*任务说明*. 从包含“Return one point per instance of the blue sky, each”的那一行起，一直到记录的最后一行为止，把这几行原样照抄下来。首尾两行都要包括在内。

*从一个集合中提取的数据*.
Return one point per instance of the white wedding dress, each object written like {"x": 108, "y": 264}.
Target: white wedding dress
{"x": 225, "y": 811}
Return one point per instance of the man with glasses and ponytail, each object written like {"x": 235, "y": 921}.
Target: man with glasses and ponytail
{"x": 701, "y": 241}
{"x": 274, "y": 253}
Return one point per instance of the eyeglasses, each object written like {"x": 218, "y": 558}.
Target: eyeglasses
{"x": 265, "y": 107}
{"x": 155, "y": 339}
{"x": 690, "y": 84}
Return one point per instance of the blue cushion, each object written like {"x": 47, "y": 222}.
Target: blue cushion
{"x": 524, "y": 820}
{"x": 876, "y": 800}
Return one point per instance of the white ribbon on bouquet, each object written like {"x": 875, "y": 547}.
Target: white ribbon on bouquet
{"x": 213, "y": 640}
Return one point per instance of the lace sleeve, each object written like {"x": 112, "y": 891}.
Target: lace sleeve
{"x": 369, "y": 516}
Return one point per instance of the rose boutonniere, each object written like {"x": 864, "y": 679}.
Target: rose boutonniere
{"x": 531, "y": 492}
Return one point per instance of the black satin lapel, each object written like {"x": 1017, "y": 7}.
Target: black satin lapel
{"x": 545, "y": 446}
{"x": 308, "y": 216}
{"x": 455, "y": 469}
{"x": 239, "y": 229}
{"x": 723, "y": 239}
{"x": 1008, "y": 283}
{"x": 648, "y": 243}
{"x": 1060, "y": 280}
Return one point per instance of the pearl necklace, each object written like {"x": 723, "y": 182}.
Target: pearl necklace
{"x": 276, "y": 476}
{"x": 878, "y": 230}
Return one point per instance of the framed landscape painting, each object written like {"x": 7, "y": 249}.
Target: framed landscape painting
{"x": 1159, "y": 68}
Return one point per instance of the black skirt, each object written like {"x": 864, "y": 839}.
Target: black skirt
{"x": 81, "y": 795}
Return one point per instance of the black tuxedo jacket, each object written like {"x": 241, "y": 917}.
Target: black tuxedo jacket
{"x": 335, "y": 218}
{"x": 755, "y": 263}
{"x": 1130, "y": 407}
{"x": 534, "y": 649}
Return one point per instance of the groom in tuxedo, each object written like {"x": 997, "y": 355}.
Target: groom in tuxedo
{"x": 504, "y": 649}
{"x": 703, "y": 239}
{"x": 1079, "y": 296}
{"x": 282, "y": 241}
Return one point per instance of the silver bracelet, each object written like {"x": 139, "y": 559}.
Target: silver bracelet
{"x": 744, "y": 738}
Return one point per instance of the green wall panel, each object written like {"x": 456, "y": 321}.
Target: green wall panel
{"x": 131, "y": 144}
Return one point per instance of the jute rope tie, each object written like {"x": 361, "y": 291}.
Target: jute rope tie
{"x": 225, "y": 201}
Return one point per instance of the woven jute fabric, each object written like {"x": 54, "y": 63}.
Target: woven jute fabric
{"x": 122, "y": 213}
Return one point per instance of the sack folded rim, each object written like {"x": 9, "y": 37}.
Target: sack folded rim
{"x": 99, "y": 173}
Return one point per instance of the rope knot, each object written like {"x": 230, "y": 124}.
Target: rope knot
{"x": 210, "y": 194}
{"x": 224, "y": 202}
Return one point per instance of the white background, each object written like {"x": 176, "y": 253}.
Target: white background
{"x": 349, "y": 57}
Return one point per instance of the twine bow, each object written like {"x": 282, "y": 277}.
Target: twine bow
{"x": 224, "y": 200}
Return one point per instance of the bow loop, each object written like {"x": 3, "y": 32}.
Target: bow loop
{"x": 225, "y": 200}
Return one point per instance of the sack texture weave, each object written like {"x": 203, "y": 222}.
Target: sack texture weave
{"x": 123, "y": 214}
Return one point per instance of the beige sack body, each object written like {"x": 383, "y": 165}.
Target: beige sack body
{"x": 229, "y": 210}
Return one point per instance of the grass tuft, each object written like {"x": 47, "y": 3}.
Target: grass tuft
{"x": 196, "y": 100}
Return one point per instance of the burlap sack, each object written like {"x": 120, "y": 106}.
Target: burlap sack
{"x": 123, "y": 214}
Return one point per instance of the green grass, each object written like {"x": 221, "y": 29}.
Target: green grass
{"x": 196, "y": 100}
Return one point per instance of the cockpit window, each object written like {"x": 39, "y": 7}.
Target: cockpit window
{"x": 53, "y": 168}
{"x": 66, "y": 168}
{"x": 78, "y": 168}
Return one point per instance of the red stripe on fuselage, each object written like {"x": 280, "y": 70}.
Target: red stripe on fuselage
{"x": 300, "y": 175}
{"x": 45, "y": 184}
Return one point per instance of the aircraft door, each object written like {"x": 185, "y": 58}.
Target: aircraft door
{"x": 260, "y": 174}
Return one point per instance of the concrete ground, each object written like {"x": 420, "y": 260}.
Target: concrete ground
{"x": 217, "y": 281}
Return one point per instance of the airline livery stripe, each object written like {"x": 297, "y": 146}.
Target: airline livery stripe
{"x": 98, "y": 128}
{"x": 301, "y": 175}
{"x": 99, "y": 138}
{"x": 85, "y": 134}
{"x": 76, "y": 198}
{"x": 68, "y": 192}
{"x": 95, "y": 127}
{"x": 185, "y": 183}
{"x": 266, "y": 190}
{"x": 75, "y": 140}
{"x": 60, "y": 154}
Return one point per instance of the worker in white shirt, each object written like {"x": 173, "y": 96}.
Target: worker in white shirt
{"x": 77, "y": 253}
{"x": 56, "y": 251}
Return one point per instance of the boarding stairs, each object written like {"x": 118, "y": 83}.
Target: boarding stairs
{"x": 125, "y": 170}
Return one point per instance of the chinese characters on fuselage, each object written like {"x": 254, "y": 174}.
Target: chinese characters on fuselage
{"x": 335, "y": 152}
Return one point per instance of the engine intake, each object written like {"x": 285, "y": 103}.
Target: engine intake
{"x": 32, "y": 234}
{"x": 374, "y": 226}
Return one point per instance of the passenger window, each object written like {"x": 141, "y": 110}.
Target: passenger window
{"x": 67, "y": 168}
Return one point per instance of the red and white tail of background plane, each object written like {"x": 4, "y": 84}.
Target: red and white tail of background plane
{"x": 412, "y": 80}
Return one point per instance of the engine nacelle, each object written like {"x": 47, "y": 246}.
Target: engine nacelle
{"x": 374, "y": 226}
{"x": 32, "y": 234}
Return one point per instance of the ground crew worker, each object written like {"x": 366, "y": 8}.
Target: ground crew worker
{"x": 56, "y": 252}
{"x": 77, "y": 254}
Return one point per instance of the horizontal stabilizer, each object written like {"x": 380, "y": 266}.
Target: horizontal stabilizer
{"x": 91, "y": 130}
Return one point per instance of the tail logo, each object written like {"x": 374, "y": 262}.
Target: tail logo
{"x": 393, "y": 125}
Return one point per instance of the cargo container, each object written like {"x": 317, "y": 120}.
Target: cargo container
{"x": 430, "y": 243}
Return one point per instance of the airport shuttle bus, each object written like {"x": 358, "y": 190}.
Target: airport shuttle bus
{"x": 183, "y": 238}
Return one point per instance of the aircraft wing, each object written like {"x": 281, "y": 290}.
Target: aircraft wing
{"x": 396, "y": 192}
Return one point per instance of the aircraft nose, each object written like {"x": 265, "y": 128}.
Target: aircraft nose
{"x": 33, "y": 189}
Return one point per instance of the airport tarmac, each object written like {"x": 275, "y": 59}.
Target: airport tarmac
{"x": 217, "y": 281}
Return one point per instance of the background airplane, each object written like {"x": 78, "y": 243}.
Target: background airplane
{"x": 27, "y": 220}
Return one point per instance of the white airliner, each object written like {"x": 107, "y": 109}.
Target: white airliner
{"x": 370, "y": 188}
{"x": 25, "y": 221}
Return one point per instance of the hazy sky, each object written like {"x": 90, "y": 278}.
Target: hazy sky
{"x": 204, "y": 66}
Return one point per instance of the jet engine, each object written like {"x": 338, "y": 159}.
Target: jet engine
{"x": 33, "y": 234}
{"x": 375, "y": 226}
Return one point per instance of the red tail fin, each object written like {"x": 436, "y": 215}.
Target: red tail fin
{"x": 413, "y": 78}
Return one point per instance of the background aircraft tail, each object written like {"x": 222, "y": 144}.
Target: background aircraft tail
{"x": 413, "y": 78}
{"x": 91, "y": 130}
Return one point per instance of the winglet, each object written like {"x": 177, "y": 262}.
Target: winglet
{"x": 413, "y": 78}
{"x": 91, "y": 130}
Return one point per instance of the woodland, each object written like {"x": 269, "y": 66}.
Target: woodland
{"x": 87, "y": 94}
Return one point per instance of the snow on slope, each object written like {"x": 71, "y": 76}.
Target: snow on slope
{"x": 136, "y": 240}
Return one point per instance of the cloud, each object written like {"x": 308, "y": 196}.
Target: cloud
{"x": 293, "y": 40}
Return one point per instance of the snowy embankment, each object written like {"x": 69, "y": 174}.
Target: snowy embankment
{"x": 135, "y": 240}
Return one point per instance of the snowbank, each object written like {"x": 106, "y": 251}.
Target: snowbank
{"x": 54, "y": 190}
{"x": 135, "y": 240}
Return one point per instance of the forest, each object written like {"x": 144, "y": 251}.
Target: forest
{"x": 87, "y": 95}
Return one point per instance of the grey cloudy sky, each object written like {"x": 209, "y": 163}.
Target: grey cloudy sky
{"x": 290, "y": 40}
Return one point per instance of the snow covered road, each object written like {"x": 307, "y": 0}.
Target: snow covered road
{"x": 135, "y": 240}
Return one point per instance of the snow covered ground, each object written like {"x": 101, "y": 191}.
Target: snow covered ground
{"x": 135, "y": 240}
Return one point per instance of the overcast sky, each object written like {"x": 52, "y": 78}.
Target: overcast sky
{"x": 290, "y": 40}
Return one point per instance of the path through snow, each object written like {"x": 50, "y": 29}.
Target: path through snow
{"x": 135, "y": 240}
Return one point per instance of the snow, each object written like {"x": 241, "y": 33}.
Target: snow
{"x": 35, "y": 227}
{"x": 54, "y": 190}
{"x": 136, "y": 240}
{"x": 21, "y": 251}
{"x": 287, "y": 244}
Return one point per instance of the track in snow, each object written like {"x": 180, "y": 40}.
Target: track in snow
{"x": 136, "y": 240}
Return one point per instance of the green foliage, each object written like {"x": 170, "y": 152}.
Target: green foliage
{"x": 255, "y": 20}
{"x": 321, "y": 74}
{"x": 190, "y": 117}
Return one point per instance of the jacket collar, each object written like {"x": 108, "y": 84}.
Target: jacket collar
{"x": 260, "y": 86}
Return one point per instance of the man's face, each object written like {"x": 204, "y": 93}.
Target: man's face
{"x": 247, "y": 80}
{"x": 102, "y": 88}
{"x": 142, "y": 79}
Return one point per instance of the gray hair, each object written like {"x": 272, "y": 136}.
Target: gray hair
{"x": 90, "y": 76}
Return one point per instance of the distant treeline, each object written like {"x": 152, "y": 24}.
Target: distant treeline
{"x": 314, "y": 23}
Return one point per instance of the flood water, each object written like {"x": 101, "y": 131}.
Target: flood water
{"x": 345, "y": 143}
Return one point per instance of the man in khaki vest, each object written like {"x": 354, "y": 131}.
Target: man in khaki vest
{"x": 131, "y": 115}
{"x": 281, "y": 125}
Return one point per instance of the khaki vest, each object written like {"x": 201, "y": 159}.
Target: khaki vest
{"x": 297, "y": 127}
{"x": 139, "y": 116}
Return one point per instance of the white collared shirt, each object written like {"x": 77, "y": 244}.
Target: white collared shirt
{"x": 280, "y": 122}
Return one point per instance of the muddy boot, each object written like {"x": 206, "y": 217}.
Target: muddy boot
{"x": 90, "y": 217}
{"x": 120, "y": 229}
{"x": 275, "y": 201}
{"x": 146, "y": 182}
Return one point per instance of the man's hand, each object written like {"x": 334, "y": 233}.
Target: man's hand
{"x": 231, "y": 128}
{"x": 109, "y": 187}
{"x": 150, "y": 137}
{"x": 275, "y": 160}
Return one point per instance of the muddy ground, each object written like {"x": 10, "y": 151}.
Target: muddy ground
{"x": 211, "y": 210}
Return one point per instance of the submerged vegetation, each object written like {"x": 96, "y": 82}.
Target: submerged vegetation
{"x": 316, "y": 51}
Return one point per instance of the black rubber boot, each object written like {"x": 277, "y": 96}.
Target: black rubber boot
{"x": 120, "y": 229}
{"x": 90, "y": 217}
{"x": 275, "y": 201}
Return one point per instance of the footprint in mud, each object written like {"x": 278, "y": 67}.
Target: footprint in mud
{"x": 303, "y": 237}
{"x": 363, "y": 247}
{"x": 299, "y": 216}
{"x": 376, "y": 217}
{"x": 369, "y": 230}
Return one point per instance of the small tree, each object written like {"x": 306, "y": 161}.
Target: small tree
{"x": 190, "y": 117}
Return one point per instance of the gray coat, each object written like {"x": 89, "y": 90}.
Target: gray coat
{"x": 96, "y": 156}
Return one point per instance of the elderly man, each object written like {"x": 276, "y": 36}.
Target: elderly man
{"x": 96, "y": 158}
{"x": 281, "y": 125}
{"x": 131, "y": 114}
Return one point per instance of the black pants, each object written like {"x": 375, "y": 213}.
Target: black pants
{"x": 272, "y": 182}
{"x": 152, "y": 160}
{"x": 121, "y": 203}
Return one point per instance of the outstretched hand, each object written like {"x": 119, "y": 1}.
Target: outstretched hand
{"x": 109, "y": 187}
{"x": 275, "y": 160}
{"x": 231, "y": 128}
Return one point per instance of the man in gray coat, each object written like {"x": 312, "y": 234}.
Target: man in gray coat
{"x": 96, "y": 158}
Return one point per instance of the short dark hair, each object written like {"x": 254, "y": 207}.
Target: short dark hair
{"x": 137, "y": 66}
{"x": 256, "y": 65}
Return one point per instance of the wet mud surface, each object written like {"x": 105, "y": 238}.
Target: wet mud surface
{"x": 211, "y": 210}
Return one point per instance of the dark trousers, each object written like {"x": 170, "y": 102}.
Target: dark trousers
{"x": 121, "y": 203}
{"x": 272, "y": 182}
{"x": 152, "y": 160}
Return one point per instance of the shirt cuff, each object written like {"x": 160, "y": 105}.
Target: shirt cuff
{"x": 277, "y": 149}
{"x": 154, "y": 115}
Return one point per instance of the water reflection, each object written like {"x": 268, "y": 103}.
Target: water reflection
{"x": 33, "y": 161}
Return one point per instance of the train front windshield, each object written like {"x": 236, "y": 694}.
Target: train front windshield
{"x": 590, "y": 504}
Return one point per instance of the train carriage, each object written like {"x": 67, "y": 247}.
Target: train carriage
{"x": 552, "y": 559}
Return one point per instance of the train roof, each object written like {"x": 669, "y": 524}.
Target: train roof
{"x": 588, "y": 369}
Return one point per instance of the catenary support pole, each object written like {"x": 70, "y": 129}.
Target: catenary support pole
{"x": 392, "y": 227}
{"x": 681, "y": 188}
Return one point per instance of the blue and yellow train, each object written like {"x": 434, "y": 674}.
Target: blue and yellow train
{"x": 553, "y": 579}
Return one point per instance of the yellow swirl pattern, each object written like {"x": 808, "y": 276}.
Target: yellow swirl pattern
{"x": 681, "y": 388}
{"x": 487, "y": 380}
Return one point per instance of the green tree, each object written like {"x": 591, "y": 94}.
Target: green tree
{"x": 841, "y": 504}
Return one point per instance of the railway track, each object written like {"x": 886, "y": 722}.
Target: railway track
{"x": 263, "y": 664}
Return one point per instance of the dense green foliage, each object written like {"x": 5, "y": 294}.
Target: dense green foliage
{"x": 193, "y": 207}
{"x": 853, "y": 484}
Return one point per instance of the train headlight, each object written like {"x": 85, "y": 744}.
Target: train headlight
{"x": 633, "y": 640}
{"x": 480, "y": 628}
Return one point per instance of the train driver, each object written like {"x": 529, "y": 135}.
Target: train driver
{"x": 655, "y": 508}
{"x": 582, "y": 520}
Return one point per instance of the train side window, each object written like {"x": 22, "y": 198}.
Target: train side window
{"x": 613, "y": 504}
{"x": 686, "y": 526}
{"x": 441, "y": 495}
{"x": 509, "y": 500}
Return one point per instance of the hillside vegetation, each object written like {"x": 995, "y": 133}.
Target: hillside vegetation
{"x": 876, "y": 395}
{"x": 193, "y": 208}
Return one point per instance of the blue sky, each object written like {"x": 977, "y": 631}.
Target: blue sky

*最终答案*.
Return one point per instance of the blue sky, each object written like {"x": 977, "y": 631}.
Target: blue sky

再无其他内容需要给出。